* _Exercise prompt_
Shift every bounding-box coordinate in the answers up by 130, and write out again the records from the line containing "A test script needs to locate the fish tail" through the line containing "[235,330,499,525]", both included. Keep the request lines unchanged, and give only these lines.
* * *
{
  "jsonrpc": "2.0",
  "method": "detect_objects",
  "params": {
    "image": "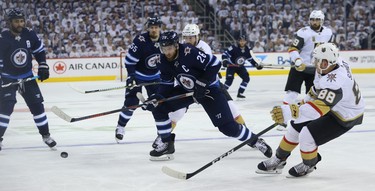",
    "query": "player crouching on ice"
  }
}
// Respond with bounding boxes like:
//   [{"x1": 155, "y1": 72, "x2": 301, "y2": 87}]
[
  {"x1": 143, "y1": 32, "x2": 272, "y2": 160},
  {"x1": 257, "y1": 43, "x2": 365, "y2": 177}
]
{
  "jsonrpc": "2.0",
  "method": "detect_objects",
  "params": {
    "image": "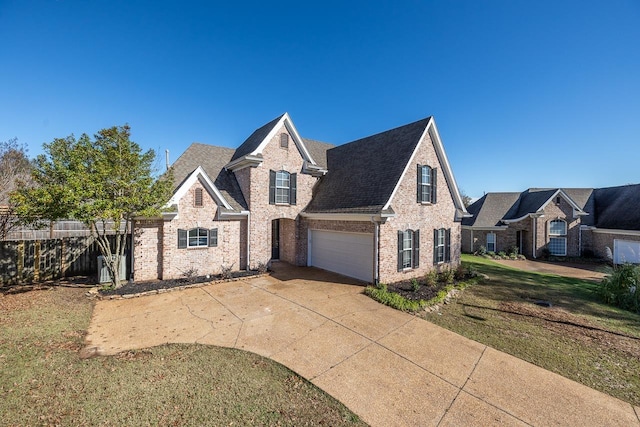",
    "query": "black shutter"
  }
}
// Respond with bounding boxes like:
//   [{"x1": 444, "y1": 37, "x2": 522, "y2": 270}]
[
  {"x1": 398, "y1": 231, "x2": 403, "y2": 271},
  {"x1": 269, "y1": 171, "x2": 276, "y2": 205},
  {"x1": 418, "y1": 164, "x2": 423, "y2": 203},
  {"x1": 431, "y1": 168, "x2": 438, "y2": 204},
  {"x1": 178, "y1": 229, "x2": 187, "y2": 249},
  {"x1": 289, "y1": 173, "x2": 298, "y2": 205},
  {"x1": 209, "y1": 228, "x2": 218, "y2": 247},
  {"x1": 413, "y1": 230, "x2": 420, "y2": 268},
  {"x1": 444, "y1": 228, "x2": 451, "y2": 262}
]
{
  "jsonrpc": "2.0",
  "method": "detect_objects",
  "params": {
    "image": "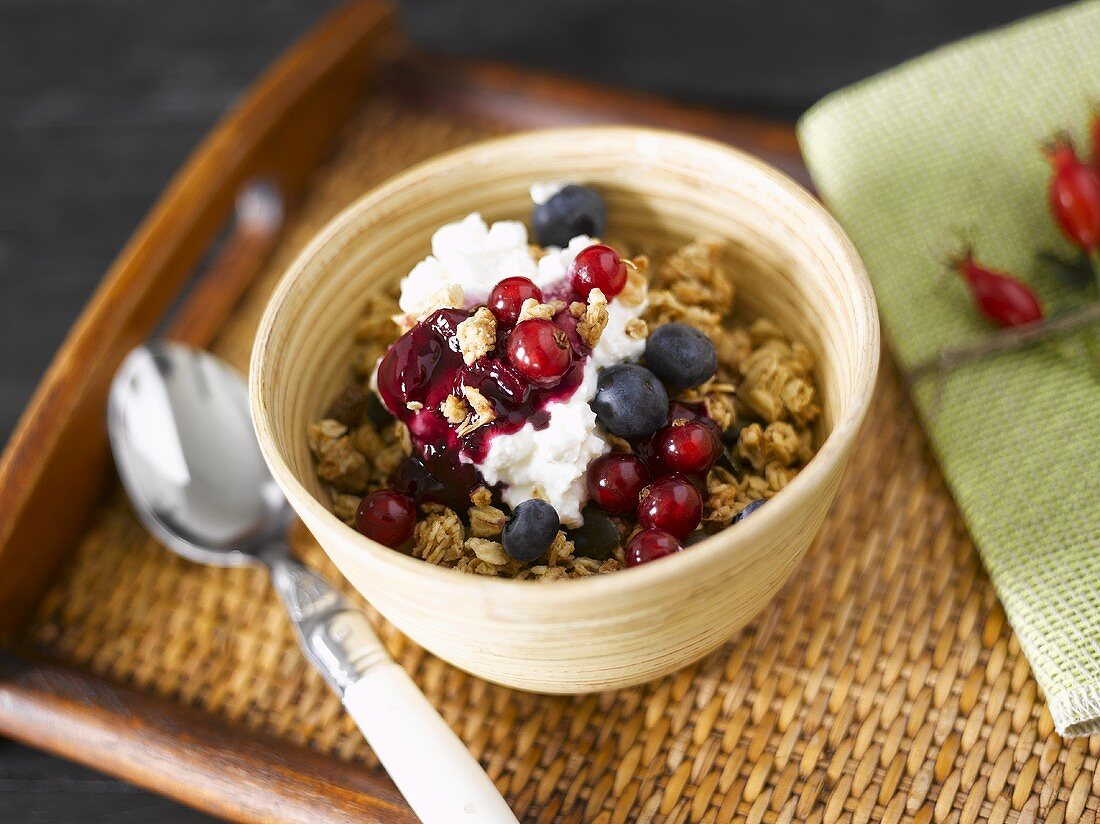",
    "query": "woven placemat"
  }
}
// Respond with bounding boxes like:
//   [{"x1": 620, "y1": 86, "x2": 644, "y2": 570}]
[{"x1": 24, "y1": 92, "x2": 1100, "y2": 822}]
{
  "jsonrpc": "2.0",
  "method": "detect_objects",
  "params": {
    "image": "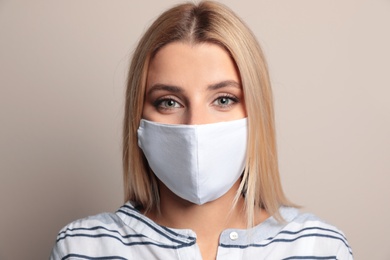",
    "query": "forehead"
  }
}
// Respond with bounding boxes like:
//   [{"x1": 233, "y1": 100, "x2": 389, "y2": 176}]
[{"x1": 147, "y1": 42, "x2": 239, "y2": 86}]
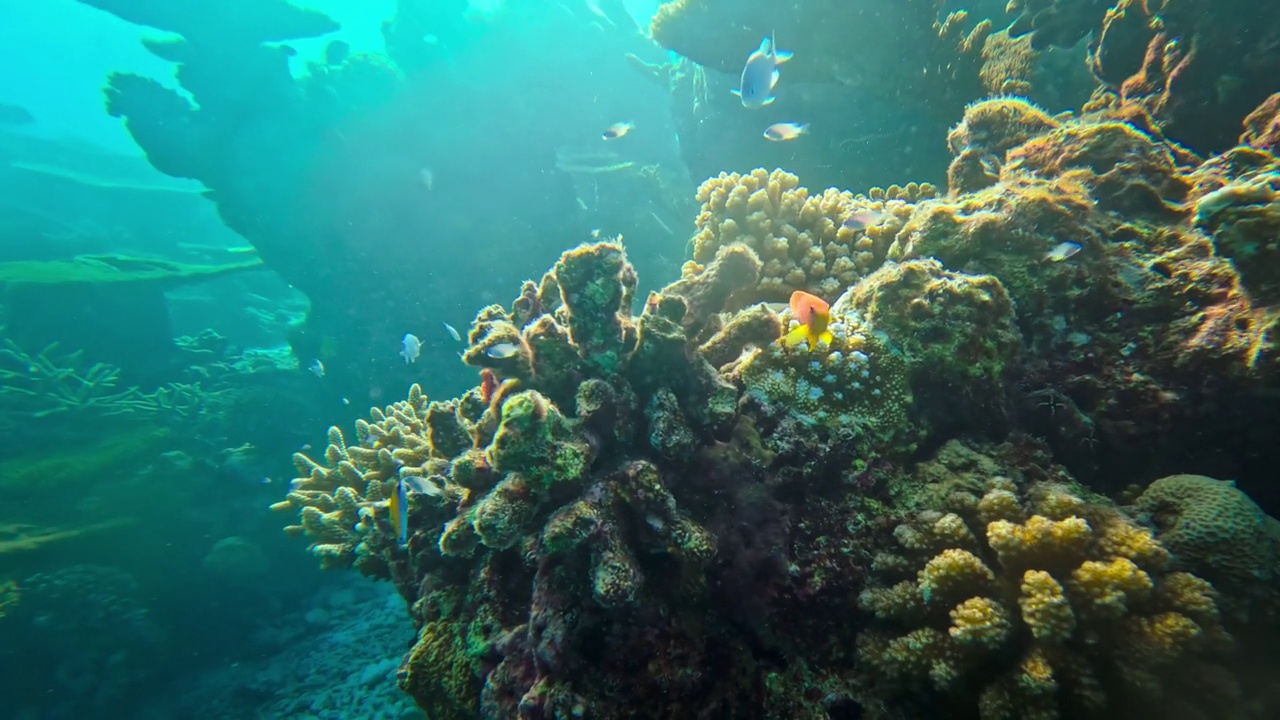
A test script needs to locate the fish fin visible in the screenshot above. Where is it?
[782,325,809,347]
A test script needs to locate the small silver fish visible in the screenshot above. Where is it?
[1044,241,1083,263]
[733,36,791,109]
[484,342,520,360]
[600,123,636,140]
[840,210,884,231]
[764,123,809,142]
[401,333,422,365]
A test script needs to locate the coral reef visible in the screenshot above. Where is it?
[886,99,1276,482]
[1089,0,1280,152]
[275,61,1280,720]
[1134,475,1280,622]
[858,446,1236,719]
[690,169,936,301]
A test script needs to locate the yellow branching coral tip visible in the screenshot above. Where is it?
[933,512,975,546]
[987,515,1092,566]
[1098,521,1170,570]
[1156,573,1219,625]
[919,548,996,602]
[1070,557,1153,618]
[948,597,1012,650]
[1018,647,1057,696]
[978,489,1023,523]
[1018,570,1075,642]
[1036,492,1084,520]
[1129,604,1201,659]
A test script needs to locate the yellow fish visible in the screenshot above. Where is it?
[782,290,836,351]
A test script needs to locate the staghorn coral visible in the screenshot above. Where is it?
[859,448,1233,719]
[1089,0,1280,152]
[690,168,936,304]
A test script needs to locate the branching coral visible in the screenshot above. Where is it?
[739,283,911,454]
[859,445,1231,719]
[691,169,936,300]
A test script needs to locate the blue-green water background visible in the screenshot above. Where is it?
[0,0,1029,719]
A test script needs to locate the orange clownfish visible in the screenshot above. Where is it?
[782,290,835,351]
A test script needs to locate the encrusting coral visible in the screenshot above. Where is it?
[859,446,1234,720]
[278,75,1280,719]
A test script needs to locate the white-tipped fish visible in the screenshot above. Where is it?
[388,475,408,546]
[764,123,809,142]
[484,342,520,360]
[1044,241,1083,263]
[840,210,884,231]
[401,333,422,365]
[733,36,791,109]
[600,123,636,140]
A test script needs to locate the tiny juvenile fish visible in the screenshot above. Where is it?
* * *
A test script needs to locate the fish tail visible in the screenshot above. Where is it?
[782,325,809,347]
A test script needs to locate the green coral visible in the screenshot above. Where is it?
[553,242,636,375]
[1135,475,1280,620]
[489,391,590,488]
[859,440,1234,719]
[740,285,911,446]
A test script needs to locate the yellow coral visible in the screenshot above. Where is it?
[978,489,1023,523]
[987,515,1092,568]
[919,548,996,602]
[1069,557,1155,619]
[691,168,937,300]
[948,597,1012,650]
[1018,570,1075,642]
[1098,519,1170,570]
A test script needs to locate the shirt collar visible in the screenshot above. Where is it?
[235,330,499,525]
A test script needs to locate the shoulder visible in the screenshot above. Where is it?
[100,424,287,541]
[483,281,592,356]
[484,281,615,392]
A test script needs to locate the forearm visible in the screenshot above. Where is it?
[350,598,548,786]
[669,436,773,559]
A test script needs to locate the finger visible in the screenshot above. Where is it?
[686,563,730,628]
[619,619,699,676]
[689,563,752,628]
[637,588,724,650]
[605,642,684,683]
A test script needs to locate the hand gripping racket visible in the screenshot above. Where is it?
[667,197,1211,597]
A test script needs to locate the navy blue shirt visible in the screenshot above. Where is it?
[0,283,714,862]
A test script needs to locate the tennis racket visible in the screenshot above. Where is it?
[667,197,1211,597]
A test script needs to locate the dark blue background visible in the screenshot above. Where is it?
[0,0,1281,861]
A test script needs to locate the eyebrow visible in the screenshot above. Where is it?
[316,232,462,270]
* * *
* _Answer_
A test script needs to locate the fish tail visible in the screenshot above. Where is it?
[912,455,939,477]
A test script needs to locate the green coral visible in the screenshot above. Where is it?
[683,372,766,505]
[1265,605,1410,750]
[619,521,720,618]
[989,570,1364,849]
[870,415,1041,576]
A test script needs to locate the yellow coral visible in the screenshot above. Where is it?
[1108,619,1153,653]
[1117,645,1222,698]
[1049,678,1126,732]
[1199,687,1285,749]
[821,298,1067,430]
[1078,727,1142,780]
[1148,700,1205,772]
[1228,649,1300,700]
A test script needs to locate the shirt collar visible in the screenshot above. Where is it?
[365,460,629,655]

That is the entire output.